* [YANG DIKERJAKAN]:
#1 Dalam teks tentang pabrik di Waitiu, daftarkan setiap kalimat yang membentuk kutipan Siprianus yang diawali "Sekarang ini cari kerja susah."
#2 Teruskan teks tentang pabrik yang lama tak dikelola di Waitiu, mulai setelah kalimat terakhirnya.

* [TEKS]:
::::

Sementara itu, Siprianus Atawolo, warga Waitiu, menyesalkan kondisi pabrik yang telah dibangun dengan anggaran miliaran rupiah.
“Kita bingung. Sebenarnya mengapa pabrik ini bertahun-tahun tidak dikelola?” tanya Siprianus, bingung.
Ia berharap agar pemerintah bisa mengaktifkan pabrik ini agar bisa menampung tenaga kerja lokal, sebagaimana yang sudah digembar-gemborkan sejak awal.
“Sekarang ini cari kerja susah. Ini bantuan pemerintah pusat sudah beri ke daerah kita, disia-siakan. Sudah ada potensi tapi tidak dimanfaatkan. Ini yang buat kita kecewa,” kata Siprianus.
Perbaikan Belum Menyeluruh
Kepala Dinas Perikanan Kabupaten Flores Timur, Muhammad Ikram, kepada Ekora NTT, mengklaim bahwa pemerintah berusaha semaksimal mungkin untuk memperbaiki komponen mesin dan mencari pihak ketiga untuk mengelola pabrik tersebut.

::::

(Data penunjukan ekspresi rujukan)
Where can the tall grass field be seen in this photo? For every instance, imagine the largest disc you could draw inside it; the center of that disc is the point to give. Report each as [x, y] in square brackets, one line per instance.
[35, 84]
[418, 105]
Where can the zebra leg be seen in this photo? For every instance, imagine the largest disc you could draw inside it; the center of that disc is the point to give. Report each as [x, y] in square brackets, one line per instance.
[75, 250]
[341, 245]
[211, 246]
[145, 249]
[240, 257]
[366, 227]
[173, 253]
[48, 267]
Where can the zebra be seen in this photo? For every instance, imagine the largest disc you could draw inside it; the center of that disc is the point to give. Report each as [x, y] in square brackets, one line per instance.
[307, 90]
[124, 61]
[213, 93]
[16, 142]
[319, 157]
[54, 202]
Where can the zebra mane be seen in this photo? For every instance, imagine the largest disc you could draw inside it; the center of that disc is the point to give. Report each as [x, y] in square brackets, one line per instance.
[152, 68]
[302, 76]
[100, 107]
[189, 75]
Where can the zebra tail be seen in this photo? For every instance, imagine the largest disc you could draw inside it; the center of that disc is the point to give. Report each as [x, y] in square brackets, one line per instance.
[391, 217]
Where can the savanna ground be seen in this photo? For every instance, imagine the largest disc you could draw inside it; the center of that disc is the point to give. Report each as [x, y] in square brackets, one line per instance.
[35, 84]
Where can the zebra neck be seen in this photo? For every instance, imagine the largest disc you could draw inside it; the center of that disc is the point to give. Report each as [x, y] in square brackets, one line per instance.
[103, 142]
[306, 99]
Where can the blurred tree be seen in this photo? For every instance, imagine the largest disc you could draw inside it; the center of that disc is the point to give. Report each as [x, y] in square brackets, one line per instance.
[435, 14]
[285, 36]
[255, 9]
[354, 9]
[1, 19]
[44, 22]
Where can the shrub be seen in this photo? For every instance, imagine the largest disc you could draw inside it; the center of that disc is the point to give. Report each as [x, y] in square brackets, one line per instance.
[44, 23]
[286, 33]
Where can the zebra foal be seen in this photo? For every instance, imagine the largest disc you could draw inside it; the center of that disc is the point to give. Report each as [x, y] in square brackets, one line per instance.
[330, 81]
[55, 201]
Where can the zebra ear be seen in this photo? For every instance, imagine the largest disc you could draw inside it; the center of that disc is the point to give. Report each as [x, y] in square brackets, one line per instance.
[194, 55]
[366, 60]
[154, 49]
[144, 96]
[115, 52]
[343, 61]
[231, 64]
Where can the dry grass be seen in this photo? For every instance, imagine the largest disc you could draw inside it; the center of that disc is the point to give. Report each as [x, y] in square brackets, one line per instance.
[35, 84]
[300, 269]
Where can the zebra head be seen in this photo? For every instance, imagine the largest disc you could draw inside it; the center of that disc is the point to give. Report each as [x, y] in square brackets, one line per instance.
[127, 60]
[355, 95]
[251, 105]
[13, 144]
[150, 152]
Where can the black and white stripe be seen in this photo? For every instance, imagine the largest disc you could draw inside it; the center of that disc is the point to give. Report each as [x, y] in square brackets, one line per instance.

::::

* [HASIL]:
#1
1. Sekarang ini cari kerja susah.
2. Ini bantuan pemerintah pusat sudah beri ke daerah kita, disia-siakan.
3. Sudah ada potensi tapi tidak dimanfaatkan.
4. Ini yang buat kita kecewa.

#2
Pada 2024, pihaknya mendapat alokasi anggaran sebesar Rp1,3 miliar dari Dana Alokasi Khusus (DAK) dan Dana Alokasi Umum (DAU). Alokasi DAK dipakai untuk perbaikan jaringan listrik, perbaikan instalasi buangan air domestik, ruang istirahat karyawan, mesin pendingin, dan belanja suku cadang dinamo mesin. Sementara dana DAU digunakan untuk rabat beton lantai dan pintu-pintu yang sudah rusak.
“Pembangunan untuk perbaikan beberapa komponen itu sudah selesai. Sudah dilakukan 100 persen,” kata Ikram.
Namun, kata dia, alokasi anggaran yang ada belum menyentuh seluruh komponen. Untuk perbaikan yang menyeluruh, dibutuhkan biaya tambahan sekitar Rp500 hingga Rp600 juta.
Pemerintah, kata Ikram, menyiasati pemanfaatan pabrik pengolahan ikan beku lewat sistem kerja sama dengan pihak ketiga. Adapun opsi kerja sama antara lain, pertama, pemerintah mengalokasikan anggaran pada APBD 2026 untuk memperbaiki seluruh komponen yang ada dan menawarkannya kepada pihak ketiga.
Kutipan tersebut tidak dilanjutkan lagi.